§ **PROBLEM REQUIREMENTS**
Exact reproduction of all the data is required, with pictures excluded.

§ **THE DATA**
_ _ _ _

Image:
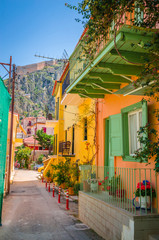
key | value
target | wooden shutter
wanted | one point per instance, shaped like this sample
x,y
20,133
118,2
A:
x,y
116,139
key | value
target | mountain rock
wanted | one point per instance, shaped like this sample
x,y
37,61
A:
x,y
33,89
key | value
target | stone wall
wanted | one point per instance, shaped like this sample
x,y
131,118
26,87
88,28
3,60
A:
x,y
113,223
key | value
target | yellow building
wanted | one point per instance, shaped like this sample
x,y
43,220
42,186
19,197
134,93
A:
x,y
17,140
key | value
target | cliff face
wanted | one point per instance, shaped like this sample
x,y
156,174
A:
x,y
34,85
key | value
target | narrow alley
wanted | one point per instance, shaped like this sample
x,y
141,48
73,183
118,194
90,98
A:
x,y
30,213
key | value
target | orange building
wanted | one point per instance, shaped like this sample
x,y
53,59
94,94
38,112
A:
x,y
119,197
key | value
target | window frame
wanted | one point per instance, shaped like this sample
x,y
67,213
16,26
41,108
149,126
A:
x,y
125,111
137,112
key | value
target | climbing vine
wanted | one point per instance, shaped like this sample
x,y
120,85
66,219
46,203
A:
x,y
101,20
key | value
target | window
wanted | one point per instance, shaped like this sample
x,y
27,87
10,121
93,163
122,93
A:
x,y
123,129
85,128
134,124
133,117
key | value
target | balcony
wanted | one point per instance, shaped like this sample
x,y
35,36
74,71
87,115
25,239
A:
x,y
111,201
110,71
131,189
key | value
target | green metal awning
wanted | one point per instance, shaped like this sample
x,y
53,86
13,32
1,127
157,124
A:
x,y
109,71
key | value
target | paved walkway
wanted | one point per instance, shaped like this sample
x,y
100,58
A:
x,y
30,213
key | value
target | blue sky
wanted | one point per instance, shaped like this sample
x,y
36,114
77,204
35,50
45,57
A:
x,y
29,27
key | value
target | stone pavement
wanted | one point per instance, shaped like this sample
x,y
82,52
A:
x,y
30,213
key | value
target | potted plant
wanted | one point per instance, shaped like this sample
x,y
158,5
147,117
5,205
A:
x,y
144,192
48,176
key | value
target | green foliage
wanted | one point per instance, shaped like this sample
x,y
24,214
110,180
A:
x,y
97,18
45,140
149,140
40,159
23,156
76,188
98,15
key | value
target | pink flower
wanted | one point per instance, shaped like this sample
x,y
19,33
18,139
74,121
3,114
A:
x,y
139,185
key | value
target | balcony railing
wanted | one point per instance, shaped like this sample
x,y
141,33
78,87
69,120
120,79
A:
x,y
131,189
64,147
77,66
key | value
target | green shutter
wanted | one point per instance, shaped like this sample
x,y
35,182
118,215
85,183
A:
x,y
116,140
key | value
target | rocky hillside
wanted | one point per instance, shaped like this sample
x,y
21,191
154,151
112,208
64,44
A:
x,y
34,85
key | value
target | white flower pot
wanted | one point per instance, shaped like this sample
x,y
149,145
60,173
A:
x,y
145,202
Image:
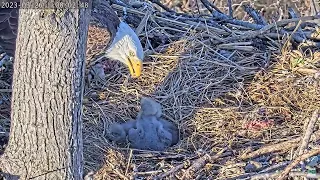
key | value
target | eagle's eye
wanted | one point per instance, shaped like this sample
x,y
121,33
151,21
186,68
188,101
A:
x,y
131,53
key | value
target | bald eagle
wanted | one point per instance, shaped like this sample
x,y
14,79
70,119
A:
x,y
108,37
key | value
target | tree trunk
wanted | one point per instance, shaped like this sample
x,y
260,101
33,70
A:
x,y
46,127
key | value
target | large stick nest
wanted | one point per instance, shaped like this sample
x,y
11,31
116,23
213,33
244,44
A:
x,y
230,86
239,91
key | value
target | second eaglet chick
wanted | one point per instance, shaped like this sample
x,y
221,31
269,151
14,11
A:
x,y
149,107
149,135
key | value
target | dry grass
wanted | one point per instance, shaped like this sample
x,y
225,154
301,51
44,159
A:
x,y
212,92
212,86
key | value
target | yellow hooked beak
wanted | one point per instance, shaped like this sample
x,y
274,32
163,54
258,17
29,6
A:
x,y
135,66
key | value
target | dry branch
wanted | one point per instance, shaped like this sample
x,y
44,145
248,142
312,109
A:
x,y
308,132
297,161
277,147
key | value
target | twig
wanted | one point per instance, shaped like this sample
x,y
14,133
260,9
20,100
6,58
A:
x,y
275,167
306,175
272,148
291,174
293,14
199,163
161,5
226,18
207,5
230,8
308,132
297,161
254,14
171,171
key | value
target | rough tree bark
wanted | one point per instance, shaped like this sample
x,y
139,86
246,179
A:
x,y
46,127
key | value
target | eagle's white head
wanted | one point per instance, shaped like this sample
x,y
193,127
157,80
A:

_ _ _ _

§ **WRITTEN REPLY**
Image:
key | value
target | wooden shutter
wanted | one point per instance, shaped like this sample
x,y
20,133
118,2
A:
x,y
116,139
key | value
target | mountain rock
wanted | one point per instance, shaped like this sample
x,y
37,61
A:
x,y
33,89
key | value
target | stone wall
wanted | one point per instance, shaped like this sample
x,y
131,118
26,87
88,28
3,60
A:
x,y
113,223
key | value
target | yellow building
wanted | one point per instance, shaped like this sample
x,y
43,220
42,186
19,197
134,93
A:
x,y
17,140
key | value
target | cliff face
wanted | one point per instance, shaped like this sample
x,y
156,174
A:
x,y
34,85
key | value
target | narrow alley
wanted | one point per instance, shaped like this sample
x,y
141,48
73,183
118,194
90,98
A:
x,y
30,213
key | value
target | orange building
wanted | one point per instance, shaped like this sample
x,y
53,59
94,94
38,112
A:
x,y
119,197
key | value
target | window frame
wanted | one point per instance, shaped like this sample
x,y
67,213
16,26
41,108
149,126
A:
x,y
125,111
137,112
key | value
target | climbing vine
wanted | one point per instance, shaped like this sample
x,y
120,85
66,219
46,203
A:
x,y
101,20
key | value
target | window
wanted | one point per instance, shaped like this sample
x,y
27,87
10,121
93,163
122,93
A:
x,y
123,129
85,128
134,124
133,117
key | value
target | balcony
wanted | one point per instance, shaped like this sample
x,y
35,36
74,71
87,115
25,239
A:
x,y
111,201
110,71
131,189
key | value
target | green metal awning
wanted | one point per instance, shaped like this sample
x,y
53,86
13,32
1,127
157,124
A:
x,y
109,71
key | value
target | paved walkway
wanted | one point per instance, shaped like this sample
x,y
100,58
A:
x,y
30,213
key | value
target | blue sky
wanted | one point per instance, shaped like this sample
x,y
36,114
77,204
35,50
45,57
A:
x,y
29,27
key | value
target | stone pavement
wanted | one point per instance, shaped like this sample
x,y
82,52
A:
x,y
30,213
key | value
target | potted plant
wanted | one point per instance, shaped like this sample
x,y
158,5
147,117
5,205
A:
x,y
144,192
48,176
key | value
target | green foliage
wanted | one point per instance, shaped like this sample
x,y
24,214
110,180
A:
x,y
97,18
45,140
149,140
40,159
23,156
76,188
98,15
key | value
target | pink flower
wanted | one point per instance, shaped like this sample
x,y
19,33
18,139
74,121
3,114
A:
x,y
139,185
key | value
target | balcony railing
wanted | one point per instance, shaped like this sample
x,y
141,33
78,87
69,120
120,79
A:
x,y
131,189
64,147
77,66
key | value
target | green shutter
wanted | one point per instance, shaped like this sample
x,y
35,182
118,215
85,183
A:
x,y
116,140
key | value
target | rocky hillside
wanted | one point per instance, shaped like this sample
x,y
21,191
154,151
112,208
64,44
A:
x,y
34,85
key | value
target | white flower pot
wanted | one point per instance, shaped like this sample
x,y
149,145
60,173
A:
x,y
145,202
Image:
key | value
target | eagle's eye
wanted | one point per instance, shaped like this sample
x,y
121,33
151,21
186,68
188,101
A:
x,y
131,53
key | value
target | bald eagle
wanted | one point per instance, shaped like this sample
x,y
14,79
70,119
A:
x,y
108,37
key | value
target | tree trunk
wanted | one point per instance, shaped like this sample
x,y
260,101
33,70
A:
x,y
46,127
key | value
target | large stick nest
wanted | one point per instance, shaped like this sample
x,y
11,31
116,23
213,33
244,44
A:
x,y
230,86
239,91
key | value
target | second eaglet chick
wanted | one point per instance, shaped like this sample
x,y
221,31
269,151
14,11
A:
x,y
149,107
149,135
key | value
target | dry grass
wanted | one point per instance, shaped like this sample
x,y
225,154
301,51
44,159
A:
x,y
212,92
212,86
key | value
target | yellow hooked beak
wanted | one point per instance, shaped like this sample
x,y
274,32
163,54
258,17
29,6
A:
x,y
135,66
key | value
target | dry branch
wanted | one point per instance, shaped like this sample
x,y
44,145
248,142
312,109
A:
x,y
308,132
297,161
277,147
key | value
target | twig
wanted | one point per instance, shaped like this sample
x,y
14,133
260,9
20,100
6,58
A:
x,y
275,167
306,175
272,148
291,174
293,14
199,163
161,5
226,18
207,5
230,8
308,132
297,161
254,14
171,171
key | value
target | rough tree bark
wanted | one point per instance, shaped like this sample
x,y
139,86
246,179
A:
x,y
46,127
key | value
target | eagle's white head
wanted | one point per instance, shaped like this sample
x,y
193,127
157,80
A:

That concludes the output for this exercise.